▶ _SOURCE TEXT_
The second area that your advertising brief should cover is the link back to the overall business and marketing goals and objectives. Your business goal sets the direction for what you are trying to achieve – drive sales, launch a new product, increase market share and so on. While your marketing objective and growth target define “how” you expect to do that. And how performance will be measured.
This growth target should follow the SMART model. This is where it is specific, measurable, actionable, realistic and time-bound.
The marketing objective is usually related to one of or more of the following.
Brand choice funnel
Often the advertising or communication objective focusses on moving consumers from one part of the brand choice funnel to another. So for example, you objective might be to raise the level of brand awareness. Or the number of consumers who will consider or try the product.
Brand equity measures
Sometimes, the advertising objective might be to shift the target audience’s perception of the brand. In cases like this, there will usually be a specific value, style or performance statement which the brand wants to improve. For example, to raise perception of the brand as a high quality or popular product. Or to change perception about the brand’s reliability or durability.
Where the advertising brief is centred on a new or innovative project, the measures might be slightly different again. Here, as we covered in our guide to marketing innovation, the project may be related to new products that meet unmet needs for existing customers. Or it could be to extend existing products to new customer groups. These might have similar measures to those in the brand choice funnel or brand equity. But the content will likely be quite different.
In the communications section of the brief, you should cover the communication challenge, the communication imperative, the communication objective and the consumer insight.
The communication challenge sets the scene and context for the brief. It should cover key relevant facts as they relate to consumers, competitors or the wider category.
For example, have you noticed any trends in consumer attitudes and behaviours? Have these trends created an opportunity, or an issue for your brand? Maybe consumers expectations of quality and value, level of service or sustainability have changed? What do you need to do to adapt to those new circumstances?
Has a competitor changed their marketing approach and you need to respond to it? Maybe it’s a new product launch, or a different message or a different price point? Bear in mind, those consumers you target will also be exposed to the communications from your competitors.
Finally, maybe there has there been a change in the way that products and services are delivered in your category? Does this mean you need to change how you communicate with your consumers?
Consider for example, how some brands responded to the COVID-19 pandemic. Brands which may have been used to dealing with consumers face to face had to change the way they interacted with those consumers to maintain social distancing.
While the communication challenge allows you to identify a number of different factors which give context, the communication imperative asks you to identify the most important. As we cover in our guide on how to evaluate advertising, you only have the consumer’s attention for a limited amount of time. When you focus on one core message, this tends to be more impactful than multiple messages. This part of the brief helps you focus on what that most important element is.
The communication objective then is the quantifiable measure that you will use on the advertising specifically. It may be the same as the overall marketing objective. Or it may be more specific to the communication itself. So for example, the number of views, clicks, likes or impressions might be the overall communication objective.
You should have identified an insight when you created your brand identity. It’s the deep underlying insight about your target audience that will help the marketing agencies to generate creative ideas. When you can tap into a strong insight about your target audience, it will make your advertising more relevant and impactful because consumers will ‘recognise’ the insight as something they think, feel or do.

▶ _WORK INSTRUCTION 1_
Return the stretch of the passage on advertising briefs from "Has a competitor" through "with your consumers?", word for word.
▶ _WORK INSTRUCTION 2_
Answer these questions from the passage on advertising briefs:
(a) Which model should the growth target follow?
(b) Which four items should the communications section of the brief cover?
(c) Which measures are given as examples of an overall communication objective?

▶ _DATASET SECTION_
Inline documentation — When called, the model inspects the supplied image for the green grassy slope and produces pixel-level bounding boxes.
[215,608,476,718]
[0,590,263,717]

▶ _RESPONSE 1_
Has a competitor changed their marketing approach and you need to respond to it? Maybe it’s a new product launch, or a different message or a different price point? Bear in mind, those consumers you target will also be exposed to the communications from your competitors.
Finally, maybe there has there been a change in the way that products and services are delivered in your category? Does this mean you need to change how you communicate with your consumers?

▶ _RESPONSE 2_
(a) The SMART model: specific, measurable, actionable, realistic and time-bound.
(b) The communication challenge, the communication imperative, the communication objective and the consumer insight.
(c) The number of views, clicks, likes or impressions.